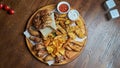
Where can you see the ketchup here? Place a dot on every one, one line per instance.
(63, 7)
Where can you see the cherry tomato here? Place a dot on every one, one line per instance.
(11, 11)
(1, 6)
(6, 7)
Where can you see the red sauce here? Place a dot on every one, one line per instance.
(63, 7)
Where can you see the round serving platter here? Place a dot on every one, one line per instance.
(30, 45)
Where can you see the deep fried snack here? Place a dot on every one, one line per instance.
(79, 33)
(77, 42)
(71, 35)
(42, 53)
(48, 58)
(33, 32)
(75, 47)
(38, 47)
(70, 54)
(61, 29)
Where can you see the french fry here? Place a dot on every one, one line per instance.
(71, 35)
(60, 19)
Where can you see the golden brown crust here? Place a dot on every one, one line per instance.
(65, 52)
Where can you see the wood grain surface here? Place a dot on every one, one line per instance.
(103, 45)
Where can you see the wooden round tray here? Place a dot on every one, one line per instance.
(29, 44)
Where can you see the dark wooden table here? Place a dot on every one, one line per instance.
(103, 45)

-- Task goal --
Output the listing as a two-column CSV headed input,output, with one row for each line asking where something appears: the line's wording goes in input, and all points listed beneath it go together in output. Wrap each field in double quotes, turn any line breaks into spaces, and leave the pictures out.

-- Result of this task --
input,output
"Where can you see the ketchup here? Place a dot on every one, one line per instance.","(63, 7)"
"Where can you see the cherry tomato here? Place a dot on every one, one line per instance.","(11, 11) (1, 6) (6, 7)"
"Where can you see the red sauce here? Place a dot on every one, one line per instance.","(63, 7)"
"Where can you see the round serving platter here? Place a dot on every one, one line per instance.","(30, 45)"
"Where can you see the deep fried snack here? Place a dot on every one, one line per instance.","(79, 33) (77, 42) (71, 35) (42, 53) (48, 58) (33, 32) (75, 47) (38, 47) (70, 54) (61, 29)"
"Where can you see the french fry here? Place a dot on every one, one line per instance.","(71, 35) (60, 19)"
"Where can you see the golden brown crust here? Place a dot on every one, one line per instance.","(65, 52)"
"Where can you see the wood grain surface here? Place a dot on every one, one line per instance.","(103, 45)"
"Where can you see the wooden round tray here? Place a dot on every one, one line per instance.","(29, 44)"
"Where can you see the dark wooden table here? Place a dot on every one, one line per instance.","(103, 45)"